Texto do documento:
◆ ◆ ◆

AS MULHERES FATAIS DOS FILMES NOIRS

A mulher fatal que leva os homens para a sua destruição moral e algumas vezes à morte não é uma invenção ou exclusividade do filme noir, mas a personagem alcançou sua maturidade artística neste subgênero do drama criminal.

As raízes da mulher fatal do filme noir baseiam-se nas vamps do filme silencioso, Theda Bara e outras, assim como nas personagens de Marlene Dietrich nos melodramas de Josef von Sternberg dos anos trinta.

Mary Astor e Humphrey Bogart em Relíquia Macabra

Joan Bennett e Edward G. Robinson em Um Retrato de Mulher

Fred MacMurray e Barbara Stanwyck em Pacto de Sangue

A mulher fatal noir fez aparições marcantes no início, interpretadas por Mary Astor como Brigid O’Shaughnessy em Relíquia Macabra / The Maltese Falcon / 1941 (Dir: John Huston), por Joan Bennett como Alice Reed em Um Retrato de Mulher / Woman in the Window / 1944 de Fritz Lang e Barbara Stanwyck como Phyllis Dietrichson em Pacto de Sangue / Double Indemnity / 1944 de Billy Wilder. Estes papéis estabeleceram os padrões para todas as mulheres fatais vilãs que se seguiram e Bennet e Stanwyck interpretariam variações desses primeiros papéis em filmes posteriores: Bennett como Kitty March em Almas Perversas / Scarlet Street / 1945 (Dir: Fritz Lang) e Stanwyck como Martha Ivers em O Tempo Não Apaga / The Strange Love of Martha Ivers / 1946 (Dir: Lewis Milestone). Igualmente importante foi a performance de Lana Turner como Cora Smith em O Destino Bate à Porta / The Postman Always Rings Twice / 1946 (Dir: Tay Garnett) que, tal como Pacto de Sangue, foi baseado em um romance de James M. Cain.

John Garfield e Lana Turner em O Destino Bate à Porta

Outras mulheres fatais foram Ava Gardner como Kitty Collins em Assassinos / The Killers / 1946 (Dir: Robert Sidmak); Jane Greer como Kathie Moffett em Fuga ao Passado / Out of the Past / 1947 (Dir: Jacques Tourneur); Rita Hayworth como Elsa Bannister em A Dama de Shanghai / The Lady from Shanghai / 1948 (Dir: Orson Welles); Gloria Grahame como Vicki Buckley em Desejo Humano / Human Desire / 1954 (Dir: Fritz Lang); Marie Windsor como Sherry Peatty em O Grande Golpe /   The Killing / 1956 (Dir: Stanley Kubrick) etc.

◆ ◆ ◆

Relação de dados:
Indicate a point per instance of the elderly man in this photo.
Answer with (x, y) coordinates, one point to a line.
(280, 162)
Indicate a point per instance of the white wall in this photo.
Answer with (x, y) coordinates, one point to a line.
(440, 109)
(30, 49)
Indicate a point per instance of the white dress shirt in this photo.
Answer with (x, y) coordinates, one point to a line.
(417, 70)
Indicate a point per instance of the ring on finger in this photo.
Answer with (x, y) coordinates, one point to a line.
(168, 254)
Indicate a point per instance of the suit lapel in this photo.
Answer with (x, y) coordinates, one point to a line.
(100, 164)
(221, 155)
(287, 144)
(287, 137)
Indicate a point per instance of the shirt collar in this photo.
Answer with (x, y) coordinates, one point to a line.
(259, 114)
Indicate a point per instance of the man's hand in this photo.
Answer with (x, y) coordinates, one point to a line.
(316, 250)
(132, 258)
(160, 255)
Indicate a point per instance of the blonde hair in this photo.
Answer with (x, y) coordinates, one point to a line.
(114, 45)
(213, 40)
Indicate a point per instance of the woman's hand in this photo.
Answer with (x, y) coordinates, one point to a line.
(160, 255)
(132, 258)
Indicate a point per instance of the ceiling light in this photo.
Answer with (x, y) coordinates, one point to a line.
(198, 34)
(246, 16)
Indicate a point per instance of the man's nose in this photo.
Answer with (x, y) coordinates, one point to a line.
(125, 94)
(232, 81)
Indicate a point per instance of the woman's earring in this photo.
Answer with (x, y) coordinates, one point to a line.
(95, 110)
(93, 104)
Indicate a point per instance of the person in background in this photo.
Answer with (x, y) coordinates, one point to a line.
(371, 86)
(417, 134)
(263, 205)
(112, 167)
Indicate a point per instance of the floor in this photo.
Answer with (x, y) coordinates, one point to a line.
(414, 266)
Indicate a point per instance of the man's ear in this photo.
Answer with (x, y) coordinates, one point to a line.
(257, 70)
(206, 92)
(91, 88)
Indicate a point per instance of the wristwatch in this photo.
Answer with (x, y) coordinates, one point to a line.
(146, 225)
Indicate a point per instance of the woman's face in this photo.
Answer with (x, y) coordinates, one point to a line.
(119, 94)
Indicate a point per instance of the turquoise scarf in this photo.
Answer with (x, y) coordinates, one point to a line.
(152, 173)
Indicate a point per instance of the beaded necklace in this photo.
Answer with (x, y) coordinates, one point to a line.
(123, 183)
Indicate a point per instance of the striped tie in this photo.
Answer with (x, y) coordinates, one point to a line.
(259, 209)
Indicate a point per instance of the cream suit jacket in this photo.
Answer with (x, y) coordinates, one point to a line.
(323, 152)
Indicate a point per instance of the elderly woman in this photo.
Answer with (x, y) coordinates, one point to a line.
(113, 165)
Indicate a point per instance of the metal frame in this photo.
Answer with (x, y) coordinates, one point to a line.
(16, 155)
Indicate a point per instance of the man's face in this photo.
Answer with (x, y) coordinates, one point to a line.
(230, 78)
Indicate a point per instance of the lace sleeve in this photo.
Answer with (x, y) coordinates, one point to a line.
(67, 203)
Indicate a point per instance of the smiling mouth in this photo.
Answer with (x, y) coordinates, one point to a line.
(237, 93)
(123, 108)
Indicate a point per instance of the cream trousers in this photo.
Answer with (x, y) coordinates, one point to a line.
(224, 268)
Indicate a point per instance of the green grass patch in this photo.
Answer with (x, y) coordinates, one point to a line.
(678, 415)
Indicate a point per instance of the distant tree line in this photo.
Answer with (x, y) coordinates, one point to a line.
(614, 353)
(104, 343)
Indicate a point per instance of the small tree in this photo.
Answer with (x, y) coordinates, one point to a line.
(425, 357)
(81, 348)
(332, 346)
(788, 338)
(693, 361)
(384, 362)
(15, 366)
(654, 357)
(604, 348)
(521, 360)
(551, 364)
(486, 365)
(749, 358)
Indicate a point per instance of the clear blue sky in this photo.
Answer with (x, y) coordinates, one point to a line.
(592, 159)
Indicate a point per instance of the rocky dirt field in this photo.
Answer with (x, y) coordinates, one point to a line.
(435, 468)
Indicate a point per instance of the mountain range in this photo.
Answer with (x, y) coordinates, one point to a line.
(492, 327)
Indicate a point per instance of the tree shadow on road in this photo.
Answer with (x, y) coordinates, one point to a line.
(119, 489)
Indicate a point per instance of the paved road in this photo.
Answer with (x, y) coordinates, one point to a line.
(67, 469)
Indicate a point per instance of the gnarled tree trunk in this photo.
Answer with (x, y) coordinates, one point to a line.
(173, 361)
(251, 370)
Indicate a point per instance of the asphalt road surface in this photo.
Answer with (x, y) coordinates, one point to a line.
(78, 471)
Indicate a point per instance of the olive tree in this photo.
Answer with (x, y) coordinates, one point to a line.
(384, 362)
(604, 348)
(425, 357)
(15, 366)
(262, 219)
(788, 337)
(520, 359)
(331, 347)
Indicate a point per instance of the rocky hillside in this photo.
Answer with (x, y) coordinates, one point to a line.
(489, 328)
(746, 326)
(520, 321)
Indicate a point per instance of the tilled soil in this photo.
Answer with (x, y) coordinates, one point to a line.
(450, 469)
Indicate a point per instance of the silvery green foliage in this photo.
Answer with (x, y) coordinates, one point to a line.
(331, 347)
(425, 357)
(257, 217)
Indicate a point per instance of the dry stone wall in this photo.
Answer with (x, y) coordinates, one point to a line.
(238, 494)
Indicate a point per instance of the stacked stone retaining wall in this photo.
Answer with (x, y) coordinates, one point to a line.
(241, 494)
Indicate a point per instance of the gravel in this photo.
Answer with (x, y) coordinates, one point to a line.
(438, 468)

◆ ◆ ◆

Exercícios propostos:
1: No texto sobre as mulheres fatais do filme noir, que personagem Lana Turner interpreta em O Destino Bate à Porta?
2: Redija a continuação do texto sobre as mulheres fatais do filme noir a partir do ponto em que ele termina.
Os dados são dispensáveis para a resolução dos exercícios.

Respostas por item:
1: Cora Smith.

2:
Jane Greer e Robert Mitchum em Fuga ao Passado

Ava Gardner e Burt Lancaster em Assassinos

Orson Welles e Rita Hayworth em A Dama de Shanghai

Três das mais famosas mulheres fatais servem como exemplos ideais. Phyllis Dietrichson (Barbara Stanwyck) em Pacto de Sangue, primeiro atrai o corretor sem caráter Walter Neff (Fred MacMurray), depois o convence a matar seu marido e no final dá um tiro nele. Kathie Moffett (Jane Greer) em Fuga ao Passado, fascina o detetive Jeff Bailey (Robert Mitchum) e depois o induz a trair seu cliente gângster para que (sem conhecimento de Bailey) ela possa escapar com quarenta mil dólares. Três anos depois, Kathie aparece novamente, trai Bailey mais uma vez e finalmente o mata. Kitty Collins (Ava Gardner) em Assassinos, encanta de tal modo o Sueco (Burt Lancaster), que ele primeiro vai para. a cadeia para impedir que a moça seja presa. Dois anos depois, envolve-se em um assalto por causa de Kitty, apenas para ser traído por ela, deixando-o sem nenhum dinheiro e a culpa pela traição de Kitty de todo o bando de ladrões. O Sueco fica tão abatido por causa de Kitty que, seis anos mais tarde, aguarda, em uma aceitação passiva, ser perseguido por dois pistoleiros de aluguel e assassinado.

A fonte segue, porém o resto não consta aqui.